TASKS AND EXERCISES.
1. Echo the stretch from "August is the" through "the United States." in the passage on the month of August.
2. Using the passage on the month of August, answer the following:
(a) What was August called in the original ten-month Roman calendar?
(b) Which two months did King Numa Pumpilius add to the Roman calendar?
(c) According to the quotation from Plutarch, how many days did the people of Romulus's reign hold that the year should consist of?

DOCUMENT PASSAGE.
______________________________

August is the Month of Augustus


In the original ten-month Roman calendar, August was the sixth month of the year and called Sextilis. Originally, March, the month when military campaigns began, was the Roman calendar’s first month. In about 700 BC it became the eighth month of the year when King Numa Pumpilius added January and February to the Roman calendar.


Parenthetically, Numa is one of the most interesting characters written about by Plutarch in his famous lives of heroes, bedside reading for Napoleon while on military campaign and the favorite book of the founding fathers of the United States.


After Numa added January and February to the Roman calendar, he didn’t change the name of Sextilis; it retained its name as the sixth month even though it was now the eighth. Quoting Plutarch’s biography of Numa:

"He applied himself, also, to the adjustment of the calendar, not with exactness, and yet not altogether without careful observation. For during the reign of Romulus, they had been irrational and irregular in their fixing of the months, reckoning some at less than twenty days, some at thirty-five, and some at more; they had no idea of the inequality of the annual motions of the sun and moon, but held to this principle only, that the year should consist of three hundred and sixty days.

______________________________

SUPPLIED DATA.

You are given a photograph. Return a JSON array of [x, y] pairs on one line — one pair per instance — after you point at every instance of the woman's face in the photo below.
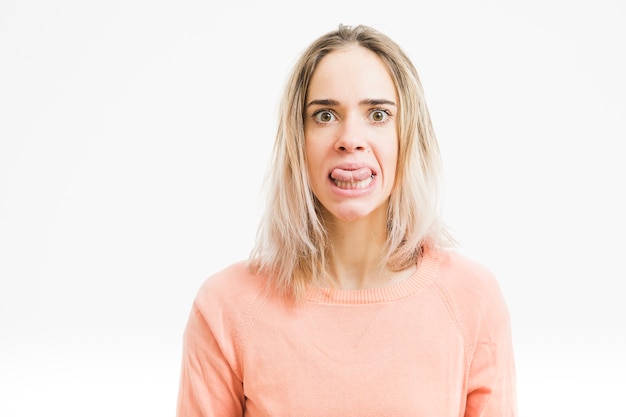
[[351, 134]]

______________________________

ANSWERS PER TASK.
1.
August is the Month of Augustus


In the original ten-month Roman calendar, August was the sixth month of the year and called Sextilis. Originally, March, the month when military campaigns began, was the Roman calendar’s first month. In about 700 BC it became the eighth month of the year when King Numa Pumpilius added January and February to the Roman calendar.


Parenthetically, Numa is one of the most interesting characters written about by Plutarch in his famous lives of heroes, bedside reading for Napoleon while on military campaign and the favorite book of the founding fathers of the United States.

2.
(a) Sextilis
(b) January and February
(c) Three hundred and sixty